-- Referring expression pointing data --
# # # # # # #

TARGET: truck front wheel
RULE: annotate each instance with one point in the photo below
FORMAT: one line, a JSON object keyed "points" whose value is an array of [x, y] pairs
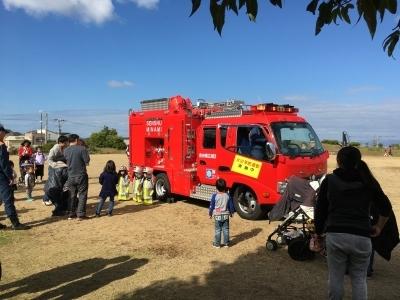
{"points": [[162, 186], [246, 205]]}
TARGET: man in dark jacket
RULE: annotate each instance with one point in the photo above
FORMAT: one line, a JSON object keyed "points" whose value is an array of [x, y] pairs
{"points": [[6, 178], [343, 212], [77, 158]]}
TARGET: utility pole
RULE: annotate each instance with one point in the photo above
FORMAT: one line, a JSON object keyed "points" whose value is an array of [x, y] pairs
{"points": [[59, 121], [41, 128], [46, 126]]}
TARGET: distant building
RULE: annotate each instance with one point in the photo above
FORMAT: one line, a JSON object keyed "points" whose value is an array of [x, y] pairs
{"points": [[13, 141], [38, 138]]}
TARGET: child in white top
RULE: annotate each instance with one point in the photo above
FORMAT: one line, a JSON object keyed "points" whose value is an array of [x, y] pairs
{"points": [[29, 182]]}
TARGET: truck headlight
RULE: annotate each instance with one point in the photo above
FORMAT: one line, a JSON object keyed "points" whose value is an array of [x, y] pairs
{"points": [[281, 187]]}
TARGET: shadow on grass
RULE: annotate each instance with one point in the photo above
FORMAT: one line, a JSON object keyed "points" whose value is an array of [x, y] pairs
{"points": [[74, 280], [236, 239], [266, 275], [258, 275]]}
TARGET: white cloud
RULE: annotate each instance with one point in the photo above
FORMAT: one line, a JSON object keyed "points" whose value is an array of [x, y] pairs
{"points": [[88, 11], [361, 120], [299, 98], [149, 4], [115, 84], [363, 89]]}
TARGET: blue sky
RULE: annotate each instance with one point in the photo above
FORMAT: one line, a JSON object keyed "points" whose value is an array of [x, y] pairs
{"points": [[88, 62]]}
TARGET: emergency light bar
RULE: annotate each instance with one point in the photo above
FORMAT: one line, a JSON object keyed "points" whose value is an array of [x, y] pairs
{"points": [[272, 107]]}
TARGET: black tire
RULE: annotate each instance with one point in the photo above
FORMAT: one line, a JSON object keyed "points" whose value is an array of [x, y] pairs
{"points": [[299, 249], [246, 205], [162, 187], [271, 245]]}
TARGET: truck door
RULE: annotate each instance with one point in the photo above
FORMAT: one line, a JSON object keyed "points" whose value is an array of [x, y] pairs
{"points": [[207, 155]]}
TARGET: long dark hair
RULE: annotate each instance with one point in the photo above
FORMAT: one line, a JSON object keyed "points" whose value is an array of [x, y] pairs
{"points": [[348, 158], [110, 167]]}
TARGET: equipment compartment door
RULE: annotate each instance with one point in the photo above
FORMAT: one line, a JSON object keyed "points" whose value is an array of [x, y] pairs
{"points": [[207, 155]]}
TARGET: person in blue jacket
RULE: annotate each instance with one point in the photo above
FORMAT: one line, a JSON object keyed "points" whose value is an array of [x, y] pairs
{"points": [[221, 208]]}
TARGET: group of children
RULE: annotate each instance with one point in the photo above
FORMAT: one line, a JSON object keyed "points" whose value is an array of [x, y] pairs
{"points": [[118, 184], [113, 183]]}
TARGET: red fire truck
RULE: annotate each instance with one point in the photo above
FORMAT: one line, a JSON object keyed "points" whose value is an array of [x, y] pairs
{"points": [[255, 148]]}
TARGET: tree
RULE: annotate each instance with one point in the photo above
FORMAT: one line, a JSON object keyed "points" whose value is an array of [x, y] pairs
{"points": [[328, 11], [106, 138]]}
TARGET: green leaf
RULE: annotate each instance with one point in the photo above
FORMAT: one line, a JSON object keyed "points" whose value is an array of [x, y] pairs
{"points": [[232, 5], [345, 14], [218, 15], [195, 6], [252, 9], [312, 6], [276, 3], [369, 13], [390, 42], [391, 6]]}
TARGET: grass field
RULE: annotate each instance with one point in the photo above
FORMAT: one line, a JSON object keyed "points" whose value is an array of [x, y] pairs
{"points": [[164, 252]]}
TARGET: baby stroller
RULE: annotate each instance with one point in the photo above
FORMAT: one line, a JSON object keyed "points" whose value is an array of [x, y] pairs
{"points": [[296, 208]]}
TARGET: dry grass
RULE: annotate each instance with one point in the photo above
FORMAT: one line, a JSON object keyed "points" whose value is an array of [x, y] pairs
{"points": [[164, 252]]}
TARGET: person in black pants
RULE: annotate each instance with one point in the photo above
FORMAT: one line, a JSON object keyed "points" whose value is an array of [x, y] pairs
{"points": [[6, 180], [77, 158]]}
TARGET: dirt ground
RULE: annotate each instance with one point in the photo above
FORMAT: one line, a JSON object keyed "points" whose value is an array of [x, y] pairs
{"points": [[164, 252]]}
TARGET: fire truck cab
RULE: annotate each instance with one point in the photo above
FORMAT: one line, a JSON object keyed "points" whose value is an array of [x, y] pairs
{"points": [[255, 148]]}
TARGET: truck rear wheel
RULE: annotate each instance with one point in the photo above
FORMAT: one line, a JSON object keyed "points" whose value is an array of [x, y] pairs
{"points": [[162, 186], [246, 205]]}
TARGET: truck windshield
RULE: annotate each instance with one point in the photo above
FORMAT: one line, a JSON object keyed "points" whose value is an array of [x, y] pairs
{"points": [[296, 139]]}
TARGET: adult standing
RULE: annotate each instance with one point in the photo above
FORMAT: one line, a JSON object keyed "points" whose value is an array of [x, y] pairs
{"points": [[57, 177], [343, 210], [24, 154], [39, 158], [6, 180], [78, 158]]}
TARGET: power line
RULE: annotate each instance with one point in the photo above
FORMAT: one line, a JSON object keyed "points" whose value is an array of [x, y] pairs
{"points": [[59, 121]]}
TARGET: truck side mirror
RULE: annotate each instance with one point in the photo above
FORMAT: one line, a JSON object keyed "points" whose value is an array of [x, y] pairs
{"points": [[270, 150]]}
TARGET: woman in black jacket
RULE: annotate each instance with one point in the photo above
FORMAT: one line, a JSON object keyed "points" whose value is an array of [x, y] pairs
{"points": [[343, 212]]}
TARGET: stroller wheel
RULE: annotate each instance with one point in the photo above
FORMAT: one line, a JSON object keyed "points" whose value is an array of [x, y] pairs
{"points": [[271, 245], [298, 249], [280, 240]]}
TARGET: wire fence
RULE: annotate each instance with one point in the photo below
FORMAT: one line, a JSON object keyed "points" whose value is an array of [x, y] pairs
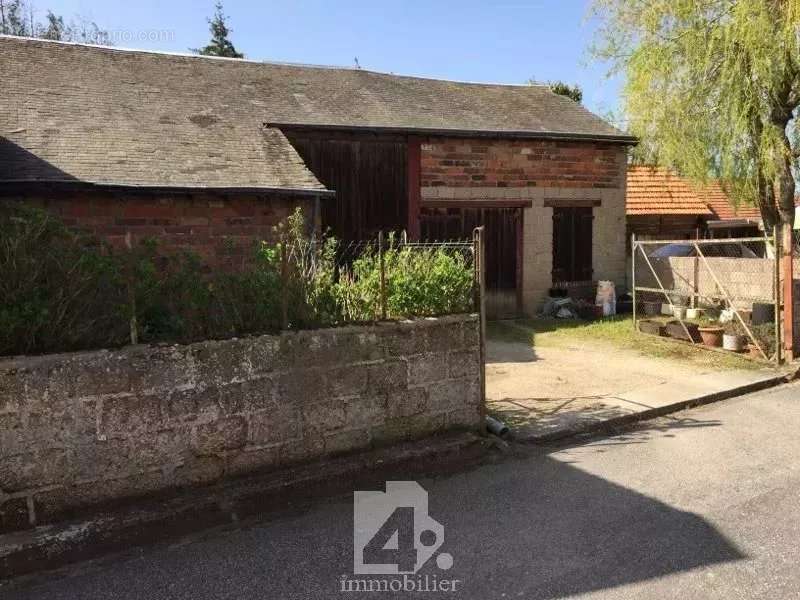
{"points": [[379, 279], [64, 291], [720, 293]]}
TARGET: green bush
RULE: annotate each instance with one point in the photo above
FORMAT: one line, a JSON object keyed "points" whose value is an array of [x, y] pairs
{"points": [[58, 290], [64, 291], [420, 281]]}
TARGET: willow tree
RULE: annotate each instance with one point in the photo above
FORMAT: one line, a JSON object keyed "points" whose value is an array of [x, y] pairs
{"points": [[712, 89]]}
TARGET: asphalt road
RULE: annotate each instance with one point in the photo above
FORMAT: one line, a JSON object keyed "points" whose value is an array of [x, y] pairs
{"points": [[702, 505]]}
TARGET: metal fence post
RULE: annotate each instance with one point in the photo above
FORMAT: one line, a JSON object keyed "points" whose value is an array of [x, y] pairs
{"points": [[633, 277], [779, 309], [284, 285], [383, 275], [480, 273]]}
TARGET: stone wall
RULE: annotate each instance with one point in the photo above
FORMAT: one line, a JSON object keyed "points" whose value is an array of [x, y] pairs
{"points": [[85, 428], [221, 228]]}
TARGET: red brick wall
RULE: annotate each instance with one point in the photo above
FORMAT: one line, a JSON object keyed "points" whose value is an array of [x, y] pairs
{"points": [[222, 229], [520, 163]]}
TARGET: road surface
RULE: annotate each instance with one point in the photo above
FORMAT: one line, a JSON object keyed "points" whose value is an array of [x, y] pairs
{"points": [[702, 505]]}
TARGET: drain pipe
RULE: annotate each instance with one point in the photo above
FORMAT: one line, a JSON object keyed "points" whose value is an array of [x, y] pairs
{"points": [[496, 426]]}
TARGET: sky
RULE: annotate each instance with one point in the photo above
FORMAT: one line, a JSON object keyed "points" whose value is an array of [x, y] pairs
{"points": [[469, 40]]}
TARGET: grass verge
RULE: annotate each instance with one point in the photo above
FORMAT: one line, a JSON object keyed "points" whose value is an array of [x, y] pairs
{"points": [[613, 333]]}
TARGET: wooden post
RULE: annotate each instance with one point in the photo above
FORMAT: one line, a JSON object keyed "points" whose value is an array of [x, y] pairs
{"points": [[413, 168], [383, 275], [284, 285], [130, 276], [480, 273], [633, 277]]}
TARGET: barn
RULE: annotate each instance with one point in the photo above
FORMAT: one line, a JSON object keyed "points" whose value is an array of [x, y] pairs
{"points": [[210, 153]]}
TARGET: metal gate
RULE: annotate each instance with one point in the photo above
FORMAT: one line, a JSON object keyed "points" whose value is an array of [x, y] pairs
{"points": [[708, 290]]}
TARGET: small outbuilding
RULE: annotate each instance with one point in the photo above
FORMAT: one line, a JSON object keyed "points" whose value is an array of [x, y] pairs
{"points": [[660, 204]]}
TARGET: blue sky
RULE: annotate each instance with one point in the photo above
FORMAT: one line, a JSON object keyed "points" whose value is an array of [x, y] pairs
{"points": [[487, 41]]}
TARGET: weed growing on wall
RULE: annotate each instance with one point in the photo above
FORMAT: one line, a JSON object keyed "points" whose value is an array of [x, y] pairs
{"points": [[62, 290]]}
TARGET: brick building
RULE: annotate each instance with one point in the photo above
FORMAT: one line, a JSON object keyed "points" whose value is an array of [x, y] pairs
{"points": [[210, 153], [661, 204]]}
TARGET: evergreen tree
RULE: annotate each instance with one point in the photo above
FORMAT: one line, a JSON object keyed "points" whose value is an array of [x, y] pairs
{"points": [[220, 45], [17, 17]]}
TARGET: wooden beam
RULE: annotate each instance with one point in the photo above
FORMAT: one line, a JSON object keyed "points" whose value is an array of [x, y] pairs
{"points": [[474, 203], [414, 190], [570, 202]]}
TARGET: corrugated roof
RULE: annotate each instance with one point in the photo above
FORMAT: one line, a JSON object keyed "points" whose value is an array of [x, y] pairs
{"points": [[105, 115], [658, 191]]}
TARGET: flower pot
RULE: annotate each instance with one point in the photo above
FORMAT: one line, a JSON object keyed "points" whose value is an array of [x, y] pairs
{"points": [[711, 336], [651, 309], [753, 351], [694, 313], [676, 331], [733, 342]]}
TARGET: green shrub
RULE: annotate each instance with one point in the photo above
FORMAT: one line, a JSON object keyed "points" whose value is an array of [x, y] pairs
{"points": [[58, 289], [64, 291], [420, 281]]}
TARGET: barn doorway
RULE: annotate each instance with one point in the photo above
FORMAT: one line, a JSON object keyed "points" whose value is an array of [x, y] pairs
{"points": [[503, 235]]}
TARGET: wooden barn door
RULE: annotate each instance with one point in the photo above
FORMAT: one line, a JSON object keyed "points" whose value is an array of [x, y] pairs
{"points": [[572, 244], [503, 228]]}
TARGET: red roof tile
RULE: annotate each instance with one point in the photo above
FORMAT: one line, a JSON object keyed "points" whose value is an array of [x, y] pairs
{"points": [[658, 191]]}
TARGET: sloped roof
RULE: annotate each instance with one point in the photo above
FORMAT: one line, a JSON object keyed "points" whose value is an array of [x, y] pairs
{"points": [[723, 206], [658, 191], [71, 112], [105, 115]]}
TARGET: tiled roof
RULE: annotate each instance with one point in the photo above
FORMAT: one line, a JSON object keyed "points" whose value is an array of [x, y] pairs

# # # # # # #

-- What is expected --
Please give, as a single number with nothing added, the count of lines in the records that contain the word "tree".

-- Solution to this task --
3